## What needs to be done
Beginning at the line that includes "Point out the palace", print each remaining line of the data word for word. Output nothing else.

## Saved entries
BEGIN

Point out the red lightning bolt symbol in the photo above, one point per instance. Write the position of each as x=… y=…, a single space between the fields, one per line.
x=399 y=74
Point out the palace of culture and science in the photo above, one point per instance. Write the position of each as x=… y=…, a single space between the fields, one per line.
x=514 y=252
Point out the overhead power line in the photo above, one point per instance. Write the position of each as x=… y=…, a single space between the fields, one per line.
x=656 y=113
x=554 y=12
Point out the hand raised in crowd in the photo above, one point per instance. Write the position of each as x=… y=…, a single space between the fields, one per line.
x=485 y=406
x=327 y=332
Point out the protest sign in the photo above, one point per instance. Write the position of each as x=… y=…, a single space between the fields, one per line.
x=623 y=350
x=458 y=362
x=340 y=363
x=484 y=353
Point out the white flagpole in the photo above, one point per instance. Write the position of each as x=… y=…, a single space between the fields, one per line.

END

## Expected output
Point out the palace of culture and science in the photo above, one point per instance. Write the position of each as x=… y=…, a single space between the fields, one per line.
x=514 y=252
Point out the overhead power line in the photo above, one point per instance. Write the position of each as x=… y=…, a single space between the fields, one per line.
x=656 y=113
x=554 y=12
Point out the hand raised in crowd in the photo above, one point per instance. Write the position of each as x=… y=…, a single space between the fields, one per line.
x=485 y=406
x=327 y=332
Point out the protest sign in the photo above, one point per instance. Write the position of each as x=… y=…, a single space between the fields, one per line.
x=623 y=350
x=458 y=362
x=340 y=363
x=484 y=353
Point out the white flagpole in the photo above, one point per instance. Write the position of each as x=… y=…, a single space between the fields, one per line.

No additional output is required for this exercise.